**Work to complete**.
• 1. Answer these questions from the blog post on teaching human nature:
(a) Which newspaper carried the item about the Amistad Academy?
(b) What happens to a student at the school who misbehaves?
(c) According to the post, what do bullies use to assert dominance over others?
• 2. Resume the blog post on teaching human nature after its last sentence, keeping its voice and line of argument.

**Text section**.
● ● ● ●

Evolving Thoughts

Evolution, culture, philosophy and chocolate! John Wilkins' continuing struggle to come to terms with impermanence... "Humanus sum, nihil humanum a me alienum puto" - Terence

Sunday, May 15, 2005

Teaching Human Nature

I came across this item in the Washington Post, about a school in Washington, the Amistad Academy, which teaches black and Hispanic students they do not have to fail. They do something that I find rather interesting, and which cuts across what might be thought of as Standard Educational Philosophy - that students need to be treated in an egalitarian non-elitist fashion, and be allowed to "express themselves".

To achieve their aim, they give sanctions - both positive and negative (shock!) - and offer markers of status within the school community, as well as markers of being in the community (a school shirt - if you misbehave, you lose the right to wear it, and must wear an ordinary shirt). This is a deliberate attempt to overcome gang membership markers and status.

Why I find this interesting (apart from the what seems to me obvious point that children are unfinished by definition, and have to be shown how to express themselves, and mostly what it is acceptable to express) is that this melds nicely with some ideas I have been floating for some time now (and which aren't original to me): that humans are pack animals striving to find the best available position in their pack, and use a variety of behavioural and cultural markers to identify those who are in-pack and those who are out-pack.

Human behaviour - in schools, in workplaces, and in the broader social polity - is driven by this strategy we all have for establishing as best we can our position within the pack, and increasing our status. Bullies in the playground or the office are asserting dominance over others using their prior position or physical attributes. Drivers of expensive but impracticable cars are asserting their social position in their pack, as well as identifying which pack they are in. Gangs are a kind of mutual aid society, and the amount of aid you'll get depends critically on what status you have in that gang.

● ● ● ●

**Dataset records**.
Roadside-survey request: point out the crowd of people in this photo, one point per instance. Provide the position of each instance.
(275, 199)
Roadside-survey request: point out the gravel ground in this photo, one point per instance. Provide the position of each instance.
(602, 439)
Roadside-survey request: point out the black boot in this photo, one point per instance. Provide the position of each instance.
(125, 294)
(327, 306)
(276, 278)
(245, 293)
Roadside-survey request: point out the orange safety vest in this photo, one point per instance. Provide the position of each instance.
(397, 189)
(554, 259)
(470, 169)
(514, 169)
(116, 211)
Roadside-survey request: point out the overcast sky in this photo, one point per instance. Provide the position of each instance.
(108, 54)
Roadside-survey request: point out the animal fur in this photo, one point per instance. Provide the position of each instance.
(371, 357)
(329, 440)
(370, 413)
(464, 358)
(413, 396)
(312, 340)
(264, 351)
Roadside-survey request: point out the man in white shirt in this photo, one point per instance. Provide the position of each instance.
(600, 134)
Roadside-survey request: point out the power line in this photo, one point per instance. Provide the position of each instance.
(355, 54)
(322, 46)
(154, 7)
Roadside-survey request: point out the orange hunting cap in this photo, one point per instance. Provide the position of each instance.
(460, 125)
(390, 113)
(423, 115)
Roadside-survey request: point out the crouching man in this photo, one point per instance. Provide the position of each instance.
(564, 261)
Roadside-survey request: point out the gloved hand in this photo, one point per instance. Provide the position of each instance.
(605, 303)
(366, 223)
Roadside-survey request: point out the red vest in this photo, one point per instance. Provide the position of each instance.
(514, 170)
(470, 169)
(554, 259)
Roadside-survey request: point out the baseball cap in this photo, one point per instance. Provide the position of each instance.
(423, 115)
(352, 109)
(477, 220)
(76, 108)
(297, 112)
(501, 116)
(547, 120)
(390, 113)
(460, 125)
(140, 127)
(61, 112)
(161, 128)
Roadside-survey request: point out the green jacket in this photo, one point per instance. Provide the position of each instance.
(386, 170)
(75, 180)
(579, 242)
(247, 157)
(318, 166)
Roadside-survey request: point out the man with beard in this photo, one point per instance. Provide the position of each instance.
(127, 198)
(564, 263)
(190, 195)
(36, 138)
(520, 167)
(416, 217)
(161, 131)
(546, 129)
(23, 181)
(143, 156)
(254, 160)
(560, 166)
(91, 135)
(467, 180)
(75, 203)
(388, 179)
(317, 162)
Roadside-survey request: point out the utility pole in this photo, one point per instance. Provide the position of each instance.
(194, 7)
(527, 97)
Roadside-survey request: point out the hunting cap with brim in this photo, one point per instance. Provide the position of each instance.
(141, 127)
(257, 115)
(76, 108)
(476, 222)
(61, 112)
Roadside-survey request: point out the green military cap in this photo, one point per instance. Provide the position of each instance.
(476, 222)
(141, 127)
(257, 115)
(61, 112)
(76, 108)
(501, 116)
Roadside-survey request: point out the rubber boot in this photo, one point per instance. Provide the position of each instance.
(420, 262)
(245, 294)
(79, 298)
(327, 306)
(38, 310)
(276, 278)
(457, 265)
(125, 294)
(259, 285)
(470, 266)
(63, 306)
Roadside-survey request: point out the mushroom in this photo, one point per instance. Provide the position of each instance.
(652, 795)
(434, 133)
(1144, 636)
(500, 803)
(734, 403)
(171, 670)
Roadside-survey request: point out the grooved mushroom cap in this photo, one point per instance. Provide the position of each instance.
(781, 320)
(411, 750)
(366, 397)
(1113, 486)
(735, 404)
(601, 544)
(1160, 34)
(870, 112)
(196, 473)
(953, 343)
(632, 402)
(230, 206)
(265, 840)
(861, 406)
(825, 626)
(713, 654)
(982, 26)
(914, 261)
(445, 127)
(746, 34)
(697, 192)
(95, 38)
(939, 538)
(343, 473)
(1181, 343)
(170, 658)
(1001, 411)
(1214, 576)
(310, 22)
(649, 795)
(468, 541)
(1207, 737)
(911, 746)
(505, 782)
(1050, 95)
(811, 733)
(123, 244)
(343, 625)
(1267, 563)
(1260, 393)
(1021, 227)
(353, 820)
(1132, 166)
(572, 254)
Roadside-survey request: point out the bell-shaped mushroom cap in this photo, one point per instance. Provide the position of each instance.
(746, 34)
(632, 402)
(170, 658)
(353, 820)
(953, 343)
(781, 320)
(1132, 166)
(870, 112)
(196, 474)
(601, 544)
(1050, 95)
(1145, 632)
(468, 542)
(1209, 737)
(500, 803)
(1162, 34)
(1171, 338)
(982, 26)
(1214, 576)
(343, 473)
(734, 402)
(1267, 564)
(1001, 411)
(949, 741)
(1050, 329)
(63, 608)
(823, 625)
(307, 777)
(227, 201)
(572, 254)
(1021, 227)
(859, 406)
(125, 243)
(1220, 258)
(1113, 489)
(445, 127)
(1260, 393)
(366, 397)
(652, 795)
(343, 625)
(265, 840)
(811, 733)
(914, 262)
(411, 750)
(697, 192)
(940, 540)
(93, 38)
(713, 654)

● ● ● ●

**Answers to the exercise**.
• 1.
(a) The Washington Post.
(b) The student loses the right to wear the school shirt and must wear an ordinary shirt.
(c) Their prior position or physical attributes.

• 2.
Leave it there, and we have the beginnings of an argument for social Darwinism of one form or another, but it doesn't stop there. Knowing that forms which survive are fitter than others in biology, for instance, merely states a fact about the animals. If you want to save the endangered bilby you don't do it because it is already fitter than its competitors, you do it because the bilby has value to you and you want to protect it for that reason.

Knowing these things about ourselves - that we are status-driven pack animals - enables us to overcome our biology to an extent, and to channel it so that the outcomes are more in line with our values. Kids matter, in non-dominant social groups as well as dominant ones, so we should use our knowledge of ourselves to make sure that black and Hispanic and indigenous and other minority groups can succeed. If you compete with a gang, as this school and its supporting society does, you need to supplant their tribal markers with your own. This is what Amistad seems to be doing.